> [WHAT THE EXERCISE ASKS]
Restate word for word, and only, the lines that extend from the line containing "Need: tag each" through the end of the records below.

> [MATERIAL SUPPLIED]
▬▬▬▬▬▬
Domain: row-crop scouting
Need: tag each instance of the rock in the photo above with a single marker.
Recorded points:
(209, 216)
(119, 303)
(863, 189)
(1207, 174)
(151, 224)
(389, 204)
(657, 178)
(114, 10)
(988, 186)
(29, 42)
▬▬▬▬▬▬
> [SOLUTION TO THIS EXERCISE]
Need: tag each instance of the rock in the photo above with a single marker.
Recorded points:
(209, 216)
(119, 303)
(863, 189)
(1207, 174)
(151, 224)
(389, 204)
(657, 178)
(114, 10)
(988, 186)
(29, 42)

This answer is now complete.